Document passage >>
Daphne M. Maurer, FRSC
(PhD, Minnesota)
maurer@mcmaster.ca
I am retired but continue to do research and occasionally I supervise students’ projects. The aim of my research is to understand development—the way in which different types of experience effect change during normal development, how those changes are constrained by the biology of the organism, the way in which the nervous system is able to recover from some perturbations, and the limits to plasticity. To examine these questions about development, I study visual perception, both its development in children with normal eyes and its alteration in children with a history of visual deprivation from cataracts.
The normal development of perception. We investigated developmental changes involving visual capabilities mediated at different levels of the visual pathway: sensitivity to orientation and local motion, which are mediated mainly by the geniculatestriate pathway; integration of local elements into a global percept of form and a global direction of motion, which involve additional processing in extrastriate cortex; the perception of faces, which involves specialized mechansims in the temporal cortex; and the integration of the senses beyond the visual pathway. By using marker tasks for different parts of the visual pathway, we made inferences from the behavioural patte about the developing nervous system, and sometimes confirmed the inferences using event-related potentials and functional Magnetic Resonance Imaging. Our studies indicated that some capabilities are present during the first hour after birth, but that others, such as expertise in identifying faces, take more than 14 years to become adultlike.
The visual development of children treated for cataracts. At The Hospital for Sick Children in Toronto, we are studying the visual development of children who were deprived of normal visual input until they had surgery to remove dense central cataracts and were fitted with contact lenses. These children allow us to evaluate the effects of visual deprivation on development, including the influence of its timing and duration. We are following over 100 children, the largest research population of this type in the world. Current studies involve cross-model perception and integration.

Using the information >>
1. In the research profile, how many children treated for cataracts are being followed at The Hospital for Sick Children in Toronto?
2. Write out the research profile's wording from "The visual development of children treated" to "perception and integration." without altering anything.

Data segment >>
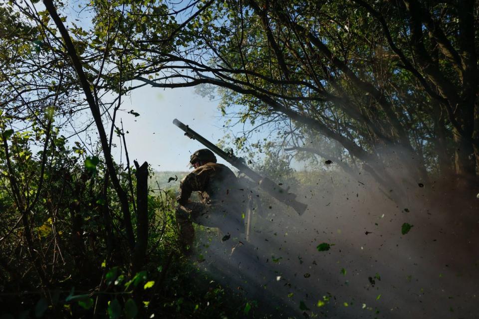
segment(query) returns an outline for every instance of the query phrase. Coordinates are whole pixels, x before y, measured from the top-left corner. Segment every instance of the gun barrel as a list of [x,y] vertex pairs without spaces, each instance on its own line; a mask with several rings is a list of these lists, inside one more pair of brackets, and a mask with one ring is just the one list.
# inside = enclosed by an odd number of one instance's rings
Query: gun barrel
[[196,140],[207,148],[210,149],[213,153],[216,153],[220,157],[244,173],[254,182],[257,183],[259,187],[273,197],[292,207],[299,215],[301,215],[306,210],[307,205],[297,201],[296,200],[296,195],[294,194],[288,193],[286,190],[276,185],[271,179],[261,176],[246,166],[239,158],[231,154],[225,152],[192,130],[188,125],[185,125],[177,119],[173,120],[173,124],[184,131],[185,135],[191,139]]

Completed exercise >>
1. Over 100 children.

2.
The visual development of children treated for cataracts. At The Hospital for Sick Children in Toronto, we are studying the visual development of children who were deprived of normal visual input until they had surgery to remove dense central cataracts and were fitted with contact lenses. These children allow us to evaluate the effects of visual deprivation on development, including the influence of its timing and duration. We are following over 100 children, the largest research population of this type in the world. Current studies involve cross-model perception and integration.